§ SOURCE PASSAGE
A/B Test for Ad Effectiveness
A company has been testing two different ad compaigns. The company has been showing the B version to a subset of users through social media sites. In this project, I was required to analayse this data to answer the following questions:
- What were the click-through rate performances for each ad version?
- Did the effectiveness of ads vary across social media platforms?
- Should we more heavily target mobile, PC, or tablet users in future ad campaigns?
Hypothesis
Given my understanding of how the world is changing, I believe version B will be more effective as many people tend to 'doomscroll' on social media thus getting the ad more viewers.
In addition, I believe there will be a difference across platforms as different demographics use different social media. Facebook for example tends to have an older demographic.
Finally, I think mobile phones would be the best platform to show the ads on, as people can access their phones anywhere and thus increasing the chances of seeing the ad.

§ ENTRIES
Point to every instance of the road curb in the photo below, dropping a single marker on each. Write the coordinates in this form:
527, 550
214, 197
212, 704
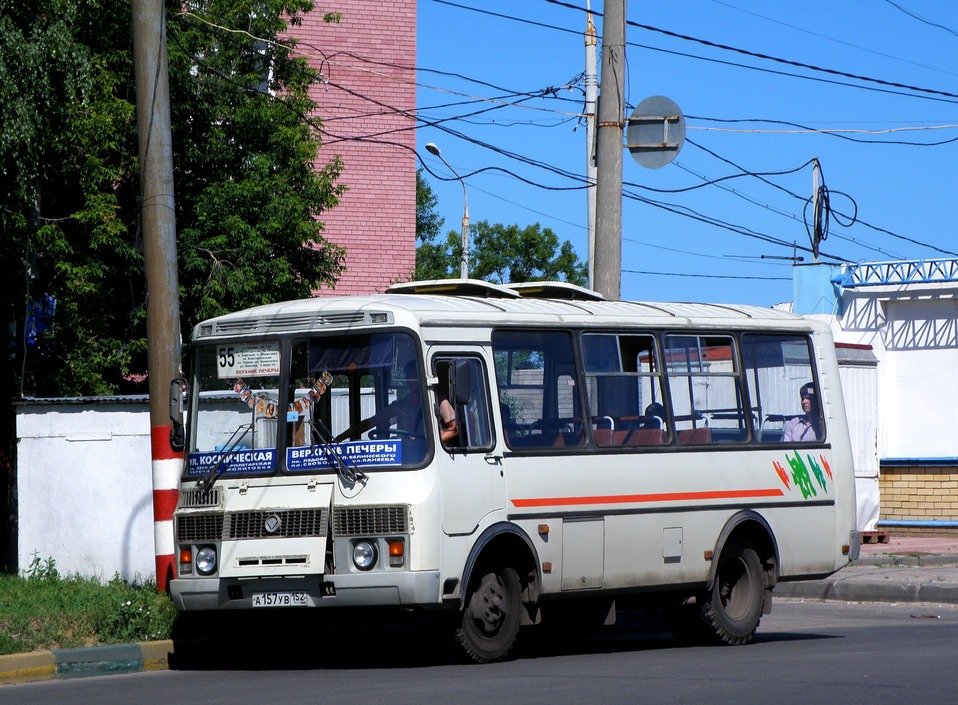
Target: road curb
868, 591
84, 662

§ PROBLEMS TO SOLVE
A. Lay out the lines of the rows as a numbered list, leaving out blank lines and the pictures.
B. Proceed with the A/B test write-up from its last sentence.
The A/B test write-up and the rows are unrelated material.

§ ANSWERS PROVIDED
A.
1. Point to every instance of the road curb in the photo below, dropping a single marker on each. Write the coordinates in this form:
2. 527, 550
3. 214, 197
4. 212, 704
5. Target: road curb
6. 868, 591
7. 84, 662

B.
Now lets see if the data backs up my hypotheses.
Method
Importing Libraries and Data
Before I did any analysis, I first imported Pandas, NumPy and the data to my jupyter notebook. Then I took a look at the first 5 rows of the data to get an idea of what it looked like.
import pandas as pd
import numpy as np
users = pd.read_csv('users.csv')
users.head()
advertisements = pd.read_csv('advertisements.csv')
advertisements.head()
From these you can see that they share columns such as 'user_id' and 'timestamp' which will be useful for merging the datasets later on.
Data Cleaning
Next, I checked how many unique users and advertisements were in each dataset to see if there were any duplicates.
print(users.nunique())
print(advertisements.nunique())
From this data, I could see that there are a varing amount of unique users and advertisements in each dataset, which I will have to take into consideration when merging the two tables. Because of the decrepancy in the number of data in each set I decided to use the inner join method to merge the datasets. This will allow me to only keep the data that is present in both datasets. As there are two columns that are shared between the two datasets, I will merge the datasets on both 'user_id' and 'timestamp' to ensure that the data is matched correctly.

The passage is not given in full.